[What you will do]
In the records below, copy word for word the stretch from the line that holds "Task: where can the water" through the line that holds "x=93, y=131", both ends included. Leave the pictures out of your copy.

(begin)

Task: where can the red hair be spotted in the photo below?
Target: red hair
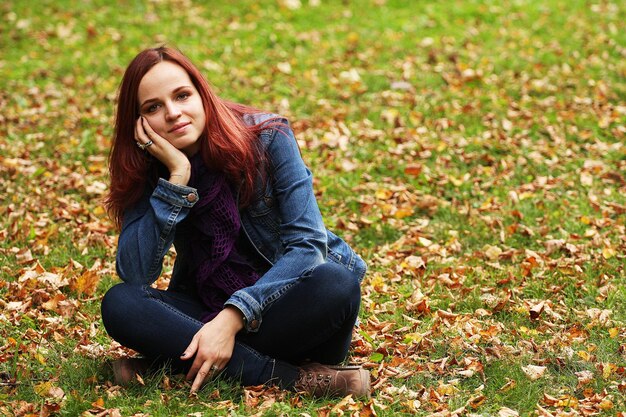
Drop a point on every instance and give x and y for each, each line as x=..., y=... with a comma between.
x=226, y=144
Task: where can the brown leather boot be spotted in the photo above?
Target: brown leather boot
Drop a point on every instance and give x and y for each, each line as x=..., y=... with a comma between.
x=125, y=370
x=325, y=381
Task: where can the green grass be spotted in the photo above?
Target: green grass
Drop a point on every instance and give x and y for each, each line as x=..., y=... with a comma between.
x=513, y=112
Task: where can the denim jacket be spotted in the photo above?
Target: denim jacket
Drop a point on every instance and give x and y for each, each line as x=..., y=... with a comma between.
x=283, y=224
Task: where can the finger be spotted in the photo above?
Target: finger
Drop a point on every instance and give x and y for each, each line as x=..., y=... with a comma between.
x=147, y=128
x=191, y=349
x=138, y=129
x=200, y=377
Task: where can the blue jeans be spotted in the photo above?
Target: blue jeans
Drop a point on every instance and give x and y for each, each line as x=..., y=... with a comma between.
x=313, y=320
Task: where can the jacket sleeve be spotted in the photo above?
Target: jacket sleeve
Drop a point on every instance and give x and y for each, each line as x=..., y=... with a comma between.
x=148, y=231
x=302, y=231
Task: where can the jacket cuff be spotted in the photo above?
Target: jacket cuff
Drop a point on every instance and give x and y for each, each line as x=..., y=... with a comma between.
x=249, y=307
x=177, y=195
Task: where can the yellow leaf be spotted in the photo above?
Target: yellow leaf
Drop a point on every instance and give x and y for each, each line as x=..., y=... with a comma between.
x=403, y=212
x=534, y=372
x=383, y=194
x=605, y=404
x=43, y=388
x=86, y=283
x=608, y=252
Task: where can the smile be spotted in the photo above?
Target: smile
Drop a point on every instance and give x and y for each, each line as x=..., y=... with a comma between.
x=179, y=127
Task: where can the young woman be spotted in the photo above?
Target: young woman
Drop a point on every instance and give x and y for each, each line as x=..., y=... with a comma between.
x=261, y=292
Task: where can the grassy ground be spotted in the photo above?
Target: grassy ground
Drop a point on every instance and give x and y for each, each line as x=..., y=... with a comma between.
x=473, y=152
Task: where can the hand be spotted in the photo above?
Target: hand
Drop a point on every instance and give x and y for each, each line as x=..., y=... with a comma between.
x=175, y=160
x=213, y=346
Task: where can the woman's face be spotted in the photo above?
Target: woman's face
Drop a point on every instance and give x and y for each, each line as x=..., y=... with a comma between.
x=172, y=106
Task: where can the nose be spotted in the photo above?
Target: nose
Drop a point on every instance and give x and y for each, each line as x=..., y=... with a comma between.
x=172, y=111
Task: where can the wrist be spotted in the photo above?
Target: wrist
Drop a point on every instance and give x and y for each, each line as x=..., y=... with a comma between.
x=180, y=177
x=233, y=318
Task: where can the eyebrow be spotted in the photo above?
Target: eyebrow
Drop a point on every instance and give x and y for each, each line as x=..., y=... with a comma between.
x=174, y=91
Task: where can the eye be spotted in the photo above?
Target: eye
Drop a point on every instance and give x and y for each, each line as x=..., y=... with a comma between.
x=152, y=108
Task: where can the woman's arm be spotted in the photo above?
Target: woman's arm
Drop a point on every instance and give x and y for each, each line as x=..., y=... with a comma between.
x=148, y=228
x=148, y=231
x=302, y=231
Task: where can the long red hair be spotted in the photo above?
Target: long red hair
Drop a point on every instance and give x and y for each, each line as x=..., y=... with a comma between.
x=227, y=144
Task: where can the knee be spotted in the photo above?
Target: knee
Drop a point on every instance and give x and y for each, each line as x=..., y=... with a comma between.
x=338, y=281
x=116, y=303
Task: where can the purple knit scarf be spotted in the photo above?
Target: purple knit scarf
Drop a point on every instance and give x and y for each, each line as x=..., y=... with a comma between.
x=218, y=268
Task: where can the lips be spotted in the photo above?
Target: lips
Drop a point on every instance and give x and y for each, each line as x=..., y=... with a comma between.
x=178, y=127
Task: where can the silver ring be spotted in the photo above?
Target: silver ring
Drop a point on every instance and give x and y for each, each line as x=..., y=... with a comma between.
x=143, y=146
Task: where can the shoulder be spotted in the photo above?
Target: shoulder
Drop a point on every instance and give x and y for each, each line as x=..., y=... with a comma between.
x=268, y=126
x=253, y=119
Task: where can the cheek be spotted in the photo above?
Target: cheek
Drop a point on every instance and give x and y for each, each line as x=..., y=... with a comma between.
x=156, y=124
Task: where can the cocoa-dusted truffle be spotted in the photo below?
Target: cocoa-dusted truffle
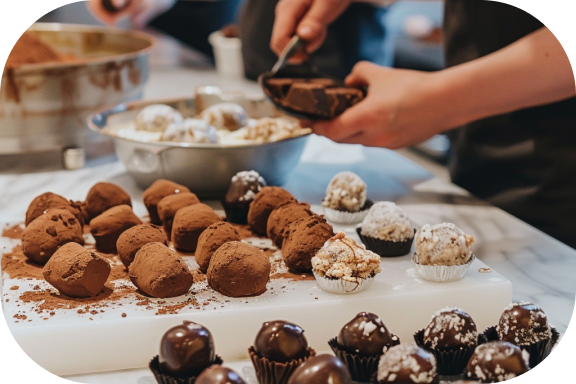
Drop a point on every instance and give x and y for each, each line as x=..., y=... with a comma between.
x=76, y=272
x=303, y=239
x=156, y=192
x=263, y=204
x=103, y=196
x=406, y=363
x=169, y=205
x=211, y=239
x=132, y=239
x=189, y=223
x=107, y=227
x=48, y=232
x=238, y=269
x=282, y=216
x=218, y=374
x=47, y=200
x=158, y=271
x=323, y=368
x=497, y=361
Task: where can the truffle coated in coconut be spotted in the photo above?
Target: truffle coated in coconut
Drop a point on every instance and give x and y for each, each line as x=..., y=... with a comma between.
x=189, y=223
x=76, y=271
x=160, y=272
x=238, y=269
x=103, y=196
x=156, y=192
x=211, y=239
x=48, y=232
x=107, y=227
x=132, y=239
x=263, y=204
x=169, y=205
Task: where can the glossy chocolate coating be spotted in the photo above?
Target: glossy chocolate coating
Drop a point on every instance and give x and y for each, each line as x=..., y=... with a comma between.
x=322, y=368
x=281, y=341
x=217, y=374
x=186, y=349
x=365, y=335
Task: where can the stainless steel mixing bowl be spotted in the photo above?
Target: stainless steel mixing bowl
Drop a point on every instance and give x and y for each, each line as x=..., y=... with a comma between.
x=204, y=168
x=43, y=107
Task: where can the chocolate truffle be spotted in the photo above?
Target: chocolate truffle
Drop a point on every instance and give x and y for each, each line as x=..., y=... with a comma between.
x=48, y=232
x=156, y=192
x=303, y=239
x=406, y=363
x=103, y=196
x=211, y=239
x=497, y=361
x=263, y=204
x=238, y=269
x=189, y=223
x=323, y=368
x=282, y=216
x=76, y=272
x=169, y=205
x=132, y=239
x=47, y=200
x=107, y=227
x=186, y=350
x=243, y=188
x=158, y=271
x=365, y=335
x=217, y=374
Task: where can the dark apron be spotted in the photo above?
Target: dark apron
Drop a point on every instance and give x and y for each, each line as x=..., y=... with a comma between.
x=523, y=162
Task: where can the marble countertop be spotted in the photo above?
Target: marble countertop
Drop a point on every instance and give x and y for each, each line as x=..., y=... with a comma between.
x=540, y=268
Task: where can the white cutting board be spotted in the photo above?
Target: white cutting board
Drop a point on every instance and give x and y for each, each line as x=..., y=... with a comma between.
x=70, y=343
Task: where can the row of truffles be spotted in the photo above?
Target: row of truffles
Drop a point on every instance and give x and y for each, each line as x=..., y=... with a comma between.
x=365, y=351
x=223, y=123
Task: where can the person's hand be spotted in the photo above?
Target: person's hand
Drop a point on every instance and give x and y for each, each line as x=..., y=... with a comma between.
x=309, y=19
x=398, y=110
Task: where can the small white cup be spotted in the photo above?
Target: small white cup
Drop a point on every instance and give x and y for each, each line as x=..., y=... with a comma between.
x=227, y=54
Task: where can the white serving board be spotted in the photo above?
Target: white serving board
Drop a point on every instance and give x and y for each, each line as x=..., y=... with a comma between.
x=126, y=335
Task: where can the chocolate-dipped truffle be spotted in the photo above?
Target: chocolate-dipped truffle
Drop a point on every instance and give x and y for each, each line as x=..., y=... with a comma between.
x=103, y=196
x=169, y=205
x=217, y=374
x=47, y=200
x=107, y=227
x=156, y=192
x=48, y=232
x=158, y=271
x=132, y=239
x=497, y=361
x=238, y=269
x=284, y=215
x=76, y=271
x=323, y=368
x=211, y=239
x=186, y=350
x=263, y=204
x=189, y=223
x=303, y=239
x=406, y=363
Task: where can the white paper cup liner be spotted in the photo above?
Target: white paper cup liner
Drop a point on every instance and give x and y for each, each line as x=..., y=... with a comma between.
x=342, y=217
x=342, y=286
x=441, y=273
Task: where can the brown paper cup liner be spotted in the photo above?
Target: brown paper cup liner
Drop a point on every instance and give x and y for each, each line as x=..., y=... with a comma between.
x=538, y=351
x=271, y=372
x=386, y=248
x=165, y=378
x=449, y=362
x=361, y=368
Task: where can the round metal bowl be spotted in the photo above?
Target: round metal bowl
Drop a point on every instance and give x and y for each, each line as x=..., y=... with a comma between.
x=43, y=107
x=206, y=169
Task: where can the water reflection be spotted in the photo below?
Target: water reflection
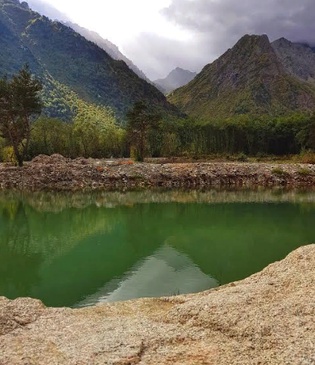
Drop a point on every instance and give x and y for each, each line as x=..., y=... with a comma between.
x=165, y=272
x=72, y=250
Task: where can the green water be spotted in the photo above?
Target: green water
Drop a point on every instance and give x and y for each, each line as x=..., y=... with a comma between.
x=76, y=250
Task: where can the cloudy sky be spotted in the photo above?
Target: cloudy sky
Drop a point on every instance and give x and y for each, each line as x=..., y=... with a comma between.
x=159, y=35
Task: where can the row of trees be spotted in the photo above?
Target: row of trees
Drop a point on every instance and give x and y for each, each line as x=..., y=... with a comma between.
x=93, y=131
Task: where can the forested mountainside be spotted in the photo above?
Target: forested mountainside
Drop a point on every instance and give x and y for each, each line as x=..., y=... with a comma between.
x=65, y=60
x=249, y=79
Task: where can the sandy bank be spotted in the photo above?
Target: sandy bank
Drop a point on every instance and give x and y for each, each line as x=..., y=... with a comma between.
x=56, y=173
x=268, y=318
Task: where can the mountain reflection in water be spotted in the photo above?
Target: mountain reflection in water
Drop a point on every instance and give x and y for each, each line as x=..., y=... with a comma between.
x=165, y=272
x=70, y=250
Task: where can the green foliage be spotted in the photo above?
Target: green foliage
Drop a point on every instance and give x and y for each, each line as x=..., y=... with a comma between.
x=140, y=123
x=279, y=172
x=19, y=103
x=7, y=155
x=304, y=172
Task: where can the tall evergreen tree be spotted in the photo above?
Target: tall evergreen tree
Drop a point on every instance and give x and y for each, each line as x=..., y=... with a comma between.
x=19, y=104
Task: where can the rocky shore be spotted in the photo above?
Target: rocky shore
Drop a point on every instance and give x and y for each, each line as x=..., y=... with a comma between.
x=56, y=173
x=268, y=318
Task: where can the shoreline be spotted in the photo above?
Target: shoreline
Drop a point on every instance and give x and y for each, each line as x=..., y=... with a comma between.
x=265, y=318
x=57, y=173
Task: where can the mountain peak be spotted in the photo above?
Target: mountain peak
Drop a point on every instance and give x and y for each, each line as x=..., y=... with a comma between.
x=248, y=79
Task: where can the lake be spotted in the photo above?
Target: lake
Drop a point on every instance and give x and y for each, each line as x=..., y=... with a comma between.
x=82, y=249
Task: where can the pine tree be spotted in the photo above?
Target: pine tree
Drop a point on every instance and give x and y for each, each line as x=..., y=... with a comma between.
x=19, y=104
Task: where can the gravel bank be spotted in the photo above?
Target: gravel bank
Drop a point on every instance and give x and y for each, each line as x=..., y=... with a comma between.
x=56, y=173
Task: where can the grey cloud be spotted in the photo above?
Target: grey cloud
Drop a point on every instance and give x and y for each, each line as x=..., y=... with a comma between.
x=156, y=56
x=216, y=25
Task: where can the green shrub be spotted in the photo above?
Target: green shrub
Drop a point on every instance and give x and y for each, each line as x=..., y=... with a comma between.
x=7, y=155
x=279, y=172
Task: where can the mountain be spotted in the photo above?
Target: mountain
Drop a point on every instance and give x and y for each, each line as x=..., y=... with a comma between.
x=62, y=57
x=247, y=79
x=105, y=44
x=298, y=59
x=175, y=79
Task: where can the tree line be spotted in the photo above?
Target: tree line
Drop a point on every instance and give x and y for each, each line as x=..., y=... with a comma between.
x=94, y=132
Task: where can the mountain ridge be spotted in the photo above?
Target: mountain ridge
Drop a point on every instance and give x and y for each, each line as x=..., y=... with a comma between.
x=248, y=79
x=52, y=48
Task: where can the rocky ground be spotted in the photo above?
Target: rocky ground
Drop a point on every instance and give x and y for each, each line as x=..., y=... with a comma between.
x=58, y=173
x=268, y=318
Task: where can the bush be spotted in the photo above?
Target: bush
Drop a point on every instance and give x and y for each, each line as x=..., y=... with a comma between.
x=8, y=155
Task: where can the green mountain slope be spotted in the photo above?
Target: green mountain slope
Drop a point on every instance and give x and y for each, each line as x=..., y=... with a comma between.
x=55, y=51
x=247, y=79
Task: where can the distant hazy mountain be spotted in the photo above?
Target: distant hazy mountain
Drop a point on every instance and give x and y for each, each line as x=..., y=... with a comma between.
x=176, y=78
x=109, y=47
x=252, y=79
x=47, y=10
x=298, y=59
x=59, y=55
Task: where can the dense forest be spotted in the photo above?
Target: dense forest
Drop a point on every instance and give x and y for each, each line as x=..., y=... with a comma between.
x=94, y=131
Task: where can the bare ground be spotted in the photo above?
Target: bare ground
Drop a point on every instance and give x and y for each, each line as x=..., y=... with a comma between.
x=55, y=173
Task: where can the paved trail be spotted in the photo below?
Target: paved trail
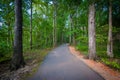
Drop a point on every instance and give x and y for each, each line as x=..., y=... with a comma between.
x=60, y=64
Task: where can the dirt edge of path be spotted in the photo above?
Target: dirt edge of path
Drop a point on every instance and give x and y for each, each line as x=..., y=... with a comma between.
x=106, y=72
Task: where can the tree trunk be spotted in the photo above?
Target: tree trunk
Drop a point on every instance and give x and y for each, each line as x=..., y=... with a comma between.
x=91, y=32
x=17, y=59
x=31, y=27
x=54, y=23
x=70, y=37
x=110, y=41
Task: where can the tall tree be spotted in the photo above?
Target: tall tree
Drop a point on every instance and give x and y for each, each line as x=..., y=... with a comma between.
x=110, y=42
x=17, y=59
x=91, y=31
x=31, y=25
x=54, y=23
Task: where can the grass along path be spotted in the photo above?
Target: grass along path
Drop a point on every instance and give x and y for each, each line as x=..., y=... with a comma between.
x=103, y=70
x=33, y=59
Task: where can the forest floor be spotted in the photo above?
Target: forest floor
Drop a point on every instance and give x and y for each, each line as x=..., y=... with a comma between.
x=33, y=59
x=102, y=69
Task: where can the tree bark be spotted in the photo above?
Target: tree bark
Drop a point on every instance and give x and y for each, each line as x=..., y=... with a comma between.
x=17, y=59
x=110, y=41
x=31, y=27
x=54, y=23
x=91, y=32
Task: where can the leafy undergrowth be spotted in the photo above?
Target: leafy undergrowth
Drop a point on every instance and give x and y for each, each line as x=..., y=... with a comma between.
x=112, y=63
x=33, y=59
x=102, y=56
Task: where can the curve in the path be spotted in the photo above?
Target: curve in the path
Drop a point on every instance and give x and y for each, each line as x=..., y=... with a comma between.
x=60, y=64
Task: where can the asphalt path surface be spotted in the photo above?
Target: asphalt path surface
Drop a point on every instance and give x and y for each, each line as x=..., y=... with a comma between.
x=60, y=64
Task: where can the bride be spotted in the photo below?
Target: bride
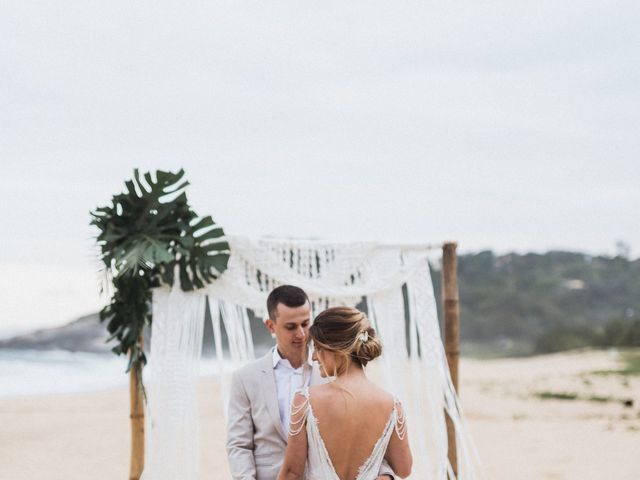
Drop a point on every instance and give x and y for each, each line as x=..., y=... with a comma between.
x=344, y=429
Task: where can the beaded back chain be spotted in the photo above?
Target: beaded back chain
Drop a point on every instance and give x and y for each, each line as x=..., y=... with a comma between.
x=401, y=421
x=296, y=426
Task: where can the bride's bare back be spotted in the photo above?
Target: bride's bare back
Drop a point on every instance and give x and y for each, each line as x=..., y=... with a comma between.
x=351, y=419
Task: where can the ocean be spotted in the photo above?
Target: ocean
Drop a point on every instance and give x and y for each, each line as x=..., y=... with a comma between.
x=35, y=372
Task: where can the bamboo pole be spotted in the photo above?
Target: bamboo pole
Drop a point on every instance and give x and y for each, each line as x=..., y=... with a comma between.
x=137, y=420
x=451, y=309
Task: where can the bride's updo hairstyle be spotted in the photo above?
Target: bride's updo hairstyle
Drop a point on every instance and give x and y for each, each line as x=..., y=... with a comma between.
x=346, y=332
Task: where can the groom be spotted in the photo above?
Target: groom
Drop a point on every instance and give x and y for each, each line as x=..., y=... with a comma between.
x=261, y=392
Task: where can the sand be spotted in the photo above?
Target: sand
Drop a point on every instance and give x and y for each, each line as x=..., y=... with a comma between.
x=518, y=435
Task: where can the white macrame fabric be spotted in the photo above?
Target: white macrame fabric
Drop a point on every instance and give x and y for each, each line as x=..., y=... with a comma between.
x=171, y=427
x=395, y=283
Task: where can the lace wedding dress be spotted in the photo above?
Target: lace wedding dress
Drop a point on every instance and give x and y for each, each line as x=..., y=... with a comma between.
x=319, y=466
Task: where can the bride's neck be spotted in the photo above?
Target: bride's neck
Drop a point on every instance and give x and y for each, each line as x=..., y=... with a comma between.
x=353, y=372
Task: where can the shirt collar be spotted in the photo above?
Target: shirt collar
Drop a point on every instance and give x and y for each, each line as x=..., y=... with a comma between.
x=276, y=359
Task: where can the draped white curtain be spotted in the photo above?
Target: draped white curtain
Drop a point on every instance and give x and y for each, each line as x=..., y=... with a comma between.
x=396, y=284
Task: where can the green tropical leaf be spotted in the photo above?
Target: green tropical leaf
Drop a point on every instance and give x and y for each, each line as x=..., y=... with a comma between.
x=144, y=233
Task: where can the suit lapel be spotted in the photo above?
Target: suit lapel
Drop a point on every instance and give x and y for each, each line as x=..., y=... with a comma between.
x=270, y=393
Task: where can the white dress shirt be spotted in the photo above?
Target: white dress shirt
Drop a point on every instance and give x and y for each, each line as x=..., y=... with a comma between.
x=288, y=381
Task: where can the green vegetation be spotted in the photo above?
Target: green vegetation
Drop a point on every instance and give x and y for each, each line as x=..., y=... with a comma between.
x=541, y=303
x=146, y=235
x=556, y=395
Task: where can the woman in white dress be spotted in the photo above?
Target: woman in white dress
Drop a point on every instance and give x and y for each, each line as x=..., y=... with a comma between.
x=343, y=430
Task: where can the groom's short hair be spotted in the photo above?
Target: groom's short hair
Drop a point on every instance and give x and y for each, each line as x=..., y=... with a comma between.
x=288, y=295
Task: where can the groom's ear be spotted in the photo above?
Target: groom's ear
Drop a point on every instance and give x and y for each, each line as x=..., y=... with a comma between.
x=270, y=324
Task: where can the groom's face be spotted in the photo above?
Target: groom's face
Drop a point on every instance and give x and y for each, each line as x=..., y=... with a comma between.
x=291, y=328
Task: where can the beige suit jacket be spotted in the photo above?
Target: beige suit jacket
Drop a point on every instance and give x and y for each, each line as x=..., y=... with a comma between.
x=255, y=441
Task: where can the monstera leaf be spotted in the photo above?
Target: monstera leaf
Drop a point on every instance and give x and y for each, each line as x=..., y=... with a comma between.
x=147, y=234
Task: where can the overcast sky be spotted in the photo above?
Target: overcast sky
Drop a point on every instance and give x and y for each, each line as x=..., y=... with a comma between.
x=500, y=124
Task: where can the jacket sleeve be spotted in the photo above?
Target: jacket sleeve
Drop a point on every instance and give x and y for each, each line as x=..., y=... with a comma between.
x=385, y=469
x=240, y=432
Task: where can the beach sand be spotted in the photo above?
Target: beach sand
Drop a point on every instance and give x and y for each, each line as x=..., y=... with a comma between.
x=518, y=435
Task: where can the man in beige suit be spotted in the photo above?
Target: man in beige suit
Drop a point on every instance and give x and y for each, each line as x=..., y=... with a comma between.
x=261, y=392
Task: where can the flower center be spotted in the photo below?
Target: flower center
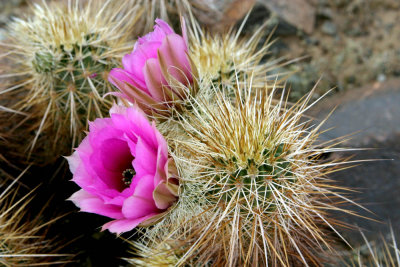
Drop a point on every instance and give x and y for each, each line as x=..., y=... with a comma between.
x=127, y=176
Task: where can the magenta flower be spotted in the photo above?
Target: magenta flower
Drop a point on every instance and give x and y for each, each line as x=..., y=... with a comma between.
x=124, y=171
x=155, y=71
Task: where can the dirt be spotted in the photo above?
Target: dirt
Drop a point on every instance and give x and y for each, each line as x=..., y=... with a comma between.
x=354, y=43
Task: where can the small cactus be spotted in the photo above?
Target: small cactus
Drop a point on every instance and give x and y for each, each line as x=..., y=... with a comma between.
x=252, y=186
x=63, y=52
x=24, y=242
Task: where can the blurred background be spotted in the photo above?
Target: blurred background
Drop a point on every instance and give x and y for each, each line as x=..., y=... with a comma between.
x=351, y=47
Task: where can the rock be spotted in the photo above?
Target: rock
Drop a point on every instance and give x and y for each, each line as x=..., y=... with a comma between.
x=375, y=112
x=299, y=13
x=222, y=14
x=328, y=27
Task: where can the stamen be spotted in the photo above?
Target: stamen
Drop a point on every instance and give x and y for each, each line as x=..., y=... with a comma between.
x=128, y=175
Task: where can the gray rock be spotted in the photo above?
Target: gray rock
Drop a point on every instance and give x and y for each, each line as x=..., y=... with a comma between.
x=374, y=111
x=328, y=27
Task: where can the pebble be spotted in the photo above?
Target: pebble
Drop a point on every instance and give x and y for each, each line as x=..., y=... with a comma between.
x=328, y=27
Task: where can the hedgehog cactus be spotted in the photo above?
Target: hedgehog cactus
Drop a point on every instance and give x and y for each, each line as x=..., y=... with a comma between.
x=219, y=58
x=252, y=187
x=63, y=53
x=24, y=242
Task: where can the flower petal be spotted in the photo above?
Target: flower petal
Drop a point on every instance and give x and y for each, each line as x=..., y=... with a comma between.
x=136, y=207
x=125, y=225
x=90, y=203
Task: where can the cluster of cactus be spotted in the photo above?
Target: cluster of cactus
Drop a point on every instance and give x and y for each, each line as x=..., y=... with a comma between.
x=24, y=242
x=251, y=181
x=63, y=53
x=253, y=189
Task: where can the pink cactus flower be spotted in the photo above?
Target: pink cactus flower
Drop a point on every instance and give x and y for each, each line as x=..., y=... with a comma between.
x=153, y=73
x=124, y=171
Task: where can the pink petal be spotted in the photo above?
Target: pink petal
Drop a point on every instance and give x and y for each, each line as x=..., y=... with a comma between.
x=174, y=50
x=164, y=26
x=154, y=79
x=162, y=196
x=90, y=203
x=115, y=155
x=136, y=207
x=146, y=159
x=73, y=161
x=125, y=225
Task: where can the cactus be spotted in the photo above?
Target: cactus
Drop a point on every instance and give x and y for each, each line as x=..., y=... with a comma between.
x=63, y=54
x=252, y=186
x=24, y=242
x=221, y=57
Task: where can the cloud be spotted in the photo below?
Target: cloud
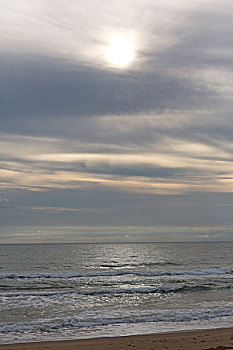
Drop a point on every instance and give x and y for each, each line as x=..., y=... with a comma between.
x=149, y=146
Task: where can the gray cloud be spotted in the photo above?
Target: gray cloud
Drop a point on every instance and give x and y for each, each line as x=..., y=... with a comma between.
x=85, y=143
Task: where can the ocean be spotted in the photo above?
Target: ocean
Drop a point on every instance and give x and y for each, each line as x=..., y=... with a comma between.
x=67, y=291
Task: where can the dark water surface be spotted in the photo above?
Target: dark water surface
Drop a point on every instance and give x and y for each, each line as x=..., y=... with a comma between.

(end)

[Answer for the task]
Task: where can the water reflection be spotted in the photo below?
Target: water reflection
Drop a point on every instance and give x and y for each, each line as x=..., y=... with a comma between.
x=165, y=272
x=72, y=250
Task: where can the green water be spotted in the photo above?
Target: green water
Drop a point on every instance and give x and y for each, each line as x=..., y=... with a comma between.
x=76, y=250
Task: where can the cloudy sky be spotted in the photo above?
Target: cloudy sky
Drop a point on every instance and give x and y for each, each line as x=..., y=... with a comma between.
x=159, y=35
Task: where can the row of trees be spotted in the photo above?
Target: row of trees
Drop a point on every instance and give x and y for each, each line as x=..., y=... with a comma between.
x=93, y=131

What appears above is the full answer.